Image box annotation rows
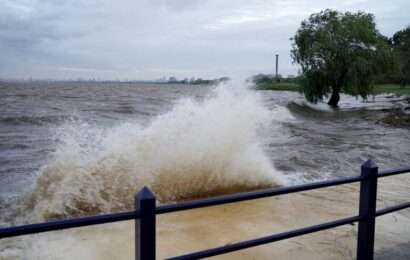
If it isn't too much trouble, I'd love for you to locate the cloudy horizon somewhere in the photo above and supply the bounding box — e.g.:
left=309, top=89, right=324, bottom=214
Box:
left=0, top=0, right=410, bottom=80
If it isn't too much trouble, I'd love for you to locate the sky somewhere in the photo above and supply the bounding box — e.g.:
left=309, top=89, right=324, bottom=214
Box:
left=0, top=0, right=410, bottom=80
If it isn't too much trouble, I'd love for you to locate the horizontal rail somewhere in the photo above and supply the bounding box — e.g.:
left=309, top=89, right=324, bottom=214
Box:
left=378, top=167, right=410, bottom=178
left=0, top=167, right=410, bottom=239
left=168, top=216, right=361, bottom=260
left=376, top=202, right=410, bottom=217
left=156, top=176, right=362, bottom=214
left=0, top=211, right=139, bottom=239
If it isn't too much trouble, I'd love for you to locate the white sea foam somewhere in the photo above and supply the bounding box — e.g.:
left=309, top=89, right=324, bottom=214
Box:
left=30, top=85, right=290, bottom=218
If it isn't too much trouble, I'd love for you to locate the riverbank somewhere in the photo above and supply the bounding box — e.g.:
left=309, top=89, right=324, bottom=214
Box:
left=256, top=82, right=410, bottom=96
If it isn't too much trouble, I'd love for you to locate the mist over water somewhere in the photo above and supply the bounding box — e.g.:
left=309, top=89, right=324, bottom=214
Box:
left=30, top=86, right=290, bottom=218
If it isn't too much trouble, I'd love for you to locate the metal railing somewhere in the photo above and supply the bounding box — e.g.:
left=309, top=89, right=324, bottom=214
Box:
left=0, top=160, right=410, bottom=260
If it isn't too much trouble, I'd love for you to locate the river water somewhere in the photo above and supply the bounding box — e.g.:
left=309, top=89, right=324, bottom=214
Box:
left=0, top=82, right=410, bottom=259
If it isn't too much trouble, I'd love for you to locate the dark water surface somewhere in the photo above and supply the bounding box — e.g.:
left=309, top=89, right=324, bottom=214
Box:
left=0, top=82, right=410, bottom=197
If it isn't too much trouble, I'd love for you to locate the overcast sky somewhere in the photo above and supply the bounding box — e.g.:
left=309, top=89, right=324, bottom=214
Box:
left=0, top=0, right=410, bottom=80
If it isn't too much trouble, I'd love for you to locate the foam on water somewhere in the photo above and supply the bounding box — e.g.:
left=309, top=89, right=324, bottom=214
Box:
left=29, top=85, right=290, bottom=219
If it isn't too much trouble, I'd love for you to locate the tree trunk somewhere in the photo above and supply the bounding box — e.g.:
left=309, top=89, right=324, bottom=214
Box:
left=327, top=90, right=340, bottom=107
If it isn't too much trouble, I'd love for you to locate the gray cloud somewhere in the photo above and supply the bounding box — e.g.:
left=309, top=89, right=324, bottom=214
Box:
left=0, top=0, right=410, bottom=79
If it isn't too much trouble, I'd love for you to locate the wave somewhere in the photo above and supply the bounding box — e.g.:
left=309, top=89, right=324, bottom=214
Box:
left=28, top=86, right=284, bottom=219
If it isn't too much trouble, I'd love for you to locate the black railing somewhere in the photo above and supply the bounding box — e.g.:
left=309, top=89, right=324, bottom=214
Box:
left=0, top=160, right=410, bottom=260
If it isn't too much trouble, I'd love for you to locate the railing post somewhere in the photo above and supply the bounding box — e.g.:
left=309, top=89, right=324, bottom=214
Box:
left=357, top=160, right=378, bottom=260
left=135, top=187, right=156, bottom=260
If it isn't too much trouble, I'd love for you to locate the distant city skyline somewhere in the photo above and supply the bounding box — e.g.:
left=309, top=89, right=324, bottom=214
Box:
left=0, top=0, right=410, bottom=80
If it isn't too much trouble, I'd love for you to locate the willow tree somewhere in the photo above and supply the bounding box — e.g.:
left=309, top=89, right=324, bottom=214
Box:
left=391, top=26, right=410, bottom=86
left=291, top=9, right=393, bottom=106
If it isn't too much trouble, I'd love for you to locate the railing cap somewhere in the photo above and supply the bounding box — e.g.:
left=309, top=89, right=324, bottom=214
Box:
left=135, top=186, right=155, bottom=200
left=362, top=159, right=379, bottom=169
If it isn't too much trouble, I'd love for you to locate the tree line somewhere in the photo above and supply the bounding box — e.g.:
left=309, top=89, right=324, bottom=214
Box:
left=253, top=9, right=410, bottom=107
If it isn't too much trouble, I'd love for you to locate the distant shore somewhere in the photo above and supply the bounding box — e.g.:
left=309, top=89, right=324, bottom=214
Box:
left=255, top=82, right=410, bottom=96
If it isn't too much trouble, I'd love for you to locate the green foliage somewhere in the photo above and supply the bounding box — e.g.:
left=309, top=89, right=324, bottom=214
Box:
left=391, top=26, right=410, bottom=86
left=291, top=9, right=394, bottom=105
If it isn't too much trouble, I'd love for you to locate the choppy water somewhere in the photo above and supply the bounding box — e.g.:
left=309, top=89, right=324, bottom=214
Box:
left=0, top=80, right=410, bottom=259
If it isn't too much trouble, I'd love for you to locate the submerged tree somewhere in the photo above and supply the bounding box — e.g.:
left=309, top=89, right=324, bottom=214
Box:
left=291, top=9, right=393, bottom=106
left=391, top=26, right=410, bottom=86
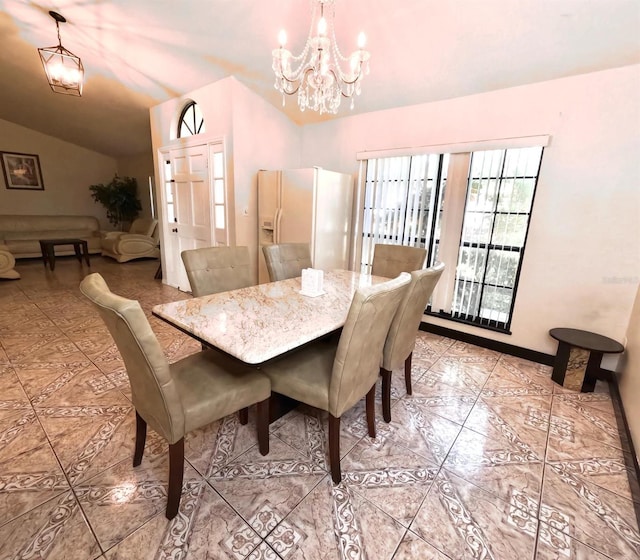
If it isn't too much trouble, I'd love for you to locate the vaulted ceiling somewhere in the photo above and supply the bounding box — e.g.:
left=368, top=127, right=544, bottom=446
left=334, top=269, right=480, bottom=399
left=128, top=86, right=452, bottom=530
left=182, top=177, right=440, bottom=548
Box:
left=0, top=0, right=640, bottom=157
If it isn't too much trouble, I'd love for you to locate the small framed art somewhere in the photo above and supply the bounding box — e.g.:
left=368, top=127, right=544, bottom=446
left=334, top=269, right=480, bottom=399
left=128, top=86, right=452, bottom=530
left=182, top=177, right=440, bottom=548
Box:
left=0, top=152, right=44, bottom=191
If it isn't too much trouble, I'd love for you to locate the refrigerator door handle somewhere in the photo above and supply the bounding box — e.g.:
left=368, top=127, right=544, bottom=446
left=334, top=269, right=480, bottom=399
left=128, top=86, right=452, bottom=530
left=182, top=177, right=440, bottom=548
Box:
left=273, top=208, right=282, bottom=243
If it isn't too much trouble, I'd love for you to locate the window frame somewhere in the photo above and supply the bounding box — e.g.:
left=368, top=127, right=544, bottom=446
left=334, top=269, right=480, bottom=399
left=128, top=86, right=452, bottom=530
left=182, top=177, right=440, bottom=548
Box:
left=354, top=140, right=550, bottom=334
left=177, top=101, right=205, bottom=138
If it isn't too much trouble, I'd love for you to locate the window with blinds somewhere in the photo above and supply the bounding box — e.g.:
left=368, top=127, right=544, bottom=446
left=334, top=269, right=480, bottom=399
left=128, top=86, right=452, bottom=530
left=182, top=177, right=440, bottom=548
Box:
left=361, top=142, right=543, bottom=332
left=361, top=154, right=448, bottom=274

### DIRECTIONS
Rewrite all of the rows above, putting "provide" wherever "supply" appears and changing nothing else. Omit the pictures.

### RESULT OF THIS TASK
If it isn't too much trouble, I'd love for you to locate the cloudy horizon somewhere in the photo above and provide the bounding box — e.g.:
left=309, top=89, right=324, bottom=214
Box:
left=0, top=0, right=410, bottom=80
If it isn't too much trouble, I'd love for you to locate the sky somewhere in the photo above and provide the bounding box — e.g.:
left=309, top=89, right=324, bottom=214
Box:
left=0, top=0, right=410, bottom=80
If it isn't too much trouble, I'd love for you to locate the horizontal rail somewhere in the photo above and provide the bounding box — e.g.:
left=309, top=89, right=324, bottom=214
Box:
left=378, top=167, right=410, bottom=178
left=0, top=167, right=410, bottom=239
left=168, top=216, right=361, bottom=260
left=376, top=202, right=410, bottom=217
left=156, top=176, right=362, bottom=214
left=0, top=211, right=139, bottom=239
If it isn't too much trouble, I'd love for you to locate the white sea foam somewhere in the photo above and provide the bounding box — e.g.:
left=309, top=89, right=324, bottom=214
Box:
left=30, top=85, right=290, bottom=218
If it isn't too much trouble, I'd love for you to locate the riverbank somewhere in the photo above and provide the bounding box — e.g.:
left=309, top=89, right=324, bottom=214
Box:
left=256, top=82, right=410, bottom=96
If it isn't too much trouble, I'd love for you to locate the mist over water somewhere in the photo above and provide the bounding box — e.g.:
left=309, top=89, right=324, bottom=214
Box:
left=30, top=86, right=290, bottom=218
If it isn't too much trouble, I'd love for you to locate the metal railing somewhere in the photo above and provide the bounding box — e.g.:
left=309, top=89, right=324, bottom=214
Box:
left=0, top=160, right=410, bottom=260
If it isn't too much trouble, I'd love for you to locate the river water somewhere in the photo above and provide the bounding box — e.g.:
left=309, top=89, right=324, bottom=214
Box:
left=0, top=82, right=410, bottom=259
If it isn't too much trouble, I'd love for you to locate the dark water surface somewhere in the photo above and provide the bounding box — e.g.:
left=309, top=89, right=324, bottom=214
Box:
left=0, top=82, right=410, bottom=197
If it isn't too much trouble, I'd love for you to locate the overcast sky somewhere in the photo above and provide the bounding box — e.g.:
left=309, top=89, right=324, bottom=214
Box:
left=0, top=0, right=410, bottom=80
If it isn't too much trouble, I'd love for you to locate the foam on water somewhere in the photo above and provide the bounding box — e.g.:
left=309, top=89, right=324, bottom=214
Box:
left=29, top=85, right=290, bottom=219
If it isn't too much trouble, I'd love for you to locate the tree trunk somewhere in the photo above and provide the bounding box — e.g.:
left=309, top=89, right=324, bottom=214
Box:
left=327, top=90, right=340, bottom=107
If it isn't too much trouble, I'd love for you to locate the gray cloud somewhere in the photo above and provide the bounding box — e.g.:
left=309, top=89, right=324, bottom=214
Box:
left=0, top=0, right=410, bottom=79
If it isn't too much trouble, I'd love for you to locate the wave somewhere in the photo above and provide the bounding box — e.g.:
left=309, top=89, right=324, bottom=214
Box:
left=28, top=86, right=284, bottom=219
If it isn't too much trouble, I'd love for you to locate the black railing somewhere in the photo above and provide the bounding box — e.g.:
left=309, top=89, right=324, bottom=214
Box:
left=0, top=160, right=410, bottom=260
If it isn't too much trouble, I'd love for you to locate the railing post somewhere in the photo above and provide the bounding box — e.g.:
left=309, top=89, right=324, bottom=214
Box:
left=357, top=160, right=378, bottom=260
left=135, top=187, right=156, bottom=260
If it isn't too much trouble, I'd love for you to locate the distant city skyline somewhere in the photo above and provide the bounding box — e.g.:
left=309, top=89, right=324, bottom=214
Box:
left=0, top=0, right=410, bottom=80
If it isn't too much trouble, I'd love for you to locate the willow tree somewhere in the photo above and provide the bounding box — e.g.:
left=309, top=89, right=324, bottom=214
Box:
left=391, top=26, right=410, bottom=86
left=291, top=9, right=393, bottom=106
If it isn't too much trouble, I'd love for you to locate the railing cap somewhere in the photo above and provide the bounding box — e.g.:
left=309, top=89, right=324, bottom=214
Box:
left=135, top=186, right=155, bottom=200
left=362, top=159, right=379, bottom=169
If it isn't too much trouble, I'd love for you to locate the tree line somewhere in the photo above and provide the bounding box — e.g.:
left=309, top=89, right=324, bottom=214
Box:
left=253, top=9, right=410, bottom=107
If it isn't too much trouble, I'd love for you to locate the distant shore somewhere in the photo above and provide the bounding box — e.g.:
left=309, top=89, right=324, bottom=214
Box:
left=255, top=82, right=410, bottom=96
If it isn't too much trouble, I'd love for you to locate the green foliage somewhere in the photo above and provide the bounding box — e.g.:
left=309, top=89, right=324, bottom=214
Box:
left=391, top=26, right=410, bottom=86
left=291, top=9, right=394, bottom=105
If it isn't too much trouble, I'd love for you to locate the choppy water somewhere in the photo above and provide the bounding box — e.g.:
left=309, top=89, right=324, bottom=214
Box:
left=0, top=80, right=410, bottom=259
If it isn't too much trouble, I'd love for you to locate the submerged tree somewhere in the photo above and provide the bounding box — e.g.:
left=309, top=89, right=324, bottom=214
Box:
left=291, top=9, right=393, bottom=106
left=391, top=26, right=410, bottom=86
If it isn't too much trouble, I'd love for you to locate the vaulted ceiling somewhere in the photo above and provide the bounding box — e.g.:
left=368, top=127, right=544, bottom=446
left=334, top=269, right=480, bottom=399
left=128, top=86, right=452, bottom=530
left=182, top=177, right=440, bottom=548
Box:
left=0, top=0, right=640, bottom=157
If it isn't too much trouble, I'd love for you to locate the small framed art somewhere in the photo above and provide the bounding box — e.g.:
left=368, top=127, right=544, bottom=446
left=334, top=269, right=480, bottom=399
left=128, top=86, right=452, bottom=530
left=182, top=177, right=440, bottom=548
Box:
left=0, top=152, right=44, bottom=191
If it isn't too much trouble, I'd love for you to locate the refrigerator door handle somewhere in the photo above and provide the bounding box — e.g.:
left=368, top=127, right=544, bottom=446
left=334, top=269, right=480, bottom=399
left=128, top=86, right=452, bottom=530
left=182, top=177, right=440, bottom=548
Box:
left=273, top=208, right=282, bottom=243
If it isn't too much trouble, I'd love for you to locate the window frame somewhere in the photo above and provide the bounding box — e.g.:
left=368, top=127, right=544, bottom=446
left=334, top=269, right=480, bottom=399
left=128, top=86, right=452, bottom=530
left=182, top=177, right=440, bottom=548
Box:
left=354, top=140, right=550, bottom=334
left=177, top=101, right=205, bottom=138
If it isn't too much trouble, I'd love for you to locate the window with blinds somewhere in the photo above and provide the bounding box — e.g.:
left=368, top=127, right=544, bottom=446
left=334, top=269, right=480, bottom=399
left=128, top=86, right=452, bottom=530
left=182, top=177, right=440, bottom=548
Box:
left=361, top=142, right=543, bottom=332
left=361, top=154, right=448, bottom=274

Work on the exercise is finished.